##### GIVEN PASSAGE
Having spent
the last fifteen years tracing my family
tree and getting back to the early 1600s, I know just how compelling
the
genealogy game is. You’ve got to do a lot of detective work;
accessing sources,
sorting out rumours from the truth, and so forth. So for a crime book
featuring
a genealogist is quite a logical step. When
I saw Dan Waddell on a panel at Crime
Fest 2008, and heard of his involvement with the BBC TV series Who
Do You
Think You Are? I was impressed.
So
it seems are Mark Billingham (“Expertly plotted”),
Reginald Hill (“elegant
writing, engaging characters a cracking climax”) and Judith Cutler
“(“an unerring sense of time
and place”) on Dan’s debut novel, The
Blood Detective. Naturally,
I thought Dan could be persuaded to
write a feature on how the book came about and a brief introduction to
genealogy. Decent
chap that he is, he agreed
and here it is:
Mike Stotter
Through the
past, darkly
I never used
to care about family history. I suspect
most people under 30 or so don't. You still think you're immortal, even
if you
know the odds are against it. I believed that. I dismissed genealogy.
Who
cares? Like my detective, DCI Grant Foster, my view was that all you
need to
know about your great-great-great grandfather was that he had funny
facial hair
and he wasn't firing blanks.
##########
##### STORED RECORDS
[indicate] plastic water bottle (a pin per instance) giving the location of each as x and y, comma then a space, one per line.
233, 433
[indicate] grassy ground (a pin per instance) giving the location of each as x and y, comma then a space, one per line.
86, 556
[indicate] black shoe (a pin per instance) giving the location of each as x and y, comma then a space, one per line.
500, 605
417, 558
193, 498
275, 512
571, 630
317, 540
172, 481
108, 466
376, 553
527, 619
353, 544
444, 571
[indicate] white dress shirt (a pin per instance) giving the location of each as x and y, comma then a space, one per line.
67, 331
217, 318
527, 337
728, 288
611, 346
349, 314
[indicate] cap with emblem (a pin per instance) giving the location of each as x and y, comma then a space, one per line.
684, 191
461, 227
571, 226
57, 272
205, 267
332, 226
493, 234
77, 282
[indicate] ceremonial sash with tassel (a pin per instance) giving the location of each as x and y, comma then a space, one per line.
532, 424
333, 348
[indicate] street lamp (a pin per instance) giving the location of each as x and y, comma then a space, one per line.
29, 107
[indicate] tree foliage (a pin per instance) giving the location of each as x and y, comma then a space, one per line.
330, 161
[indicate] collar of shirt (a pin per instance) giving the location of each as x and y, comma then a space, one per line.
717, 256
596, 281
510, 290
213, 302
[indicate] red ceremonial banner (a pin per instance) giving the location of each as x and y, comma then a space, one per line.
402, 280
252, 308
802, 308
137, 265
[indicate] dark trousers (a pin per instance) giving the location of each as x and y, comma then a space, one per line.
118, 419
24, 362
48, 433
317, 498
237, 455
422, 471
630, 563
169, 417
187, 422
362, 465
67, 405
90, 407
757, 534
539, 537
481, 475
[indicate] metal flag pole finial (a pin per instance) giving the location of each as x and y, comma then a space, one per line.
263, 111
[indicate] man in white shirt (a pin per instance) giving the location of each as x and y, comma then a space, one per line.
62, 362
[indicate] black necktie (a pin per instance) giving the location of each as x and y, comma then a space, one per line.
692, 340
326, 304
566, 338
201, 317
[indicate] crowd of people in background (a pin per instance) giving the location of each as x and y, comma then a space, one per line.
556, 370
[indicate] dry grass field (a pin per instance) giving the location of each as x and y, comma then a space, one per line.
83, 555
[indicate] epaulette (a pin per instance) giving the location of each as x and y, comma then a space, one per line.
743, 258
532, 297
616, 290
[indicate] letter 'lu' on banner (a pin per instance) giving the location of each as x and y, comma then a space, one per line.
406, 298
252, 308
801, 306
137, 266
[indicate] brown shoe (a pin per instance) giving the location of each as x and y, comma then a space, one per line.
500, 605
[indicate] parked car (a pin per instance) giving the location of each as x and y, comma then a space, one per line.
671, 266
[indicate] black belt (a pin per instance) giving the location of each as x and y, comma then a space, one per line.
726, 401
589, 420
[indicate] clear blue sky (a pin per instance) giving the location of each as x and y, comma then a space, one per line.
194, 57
##########
SET OF TASKS:
1. Answer these from the passage about The Blood Detective:
(a) At what event did the writer of the introduction see Dan Waddell on a panel?
(b) Which reviewer called the novel "Expertly plotted"?
(c) What is the name and rank of the detective in the book?
2. Please carry on the genealogy essay "Through the past, darkly" from its last sentence.

ANSWERS TO THE EXERCISES:
1.
(a) Crime Fest 2008
(b) Mark Billingham
(c) DCI Grant Foster

2.
It takes a
death or a birth usually, something taken
away or added, to make people think about the past and their roots. For
me it
was the birth of my son. I was 32 and it suddenly occurred to me that
the
Waddell name would continue because I'd had a boy. I got a real thrill
from
this. The line would continue.
Then I
thought: what line?
I knew
nothing about my past. Nothing about where
this Waddell name, of which I was so proud, derived. So I started to
look. I
asked my father when he my grandparents were married so I could get
hold of
their wedding certificate and use that as a starting point. He said
1936, four
years before he was born. I went to the Family Records Centre in
Islington,
London and began scouring the birth, marriage and death indexes,
thrilling at
seeing what in essence was a list of all those who have lived since
1837 - a
catalogue of the dead. No one else in my family had done this research.
I was
treading virgin snow. I was beginning to understand why this hobby was
becoming
a national obsession.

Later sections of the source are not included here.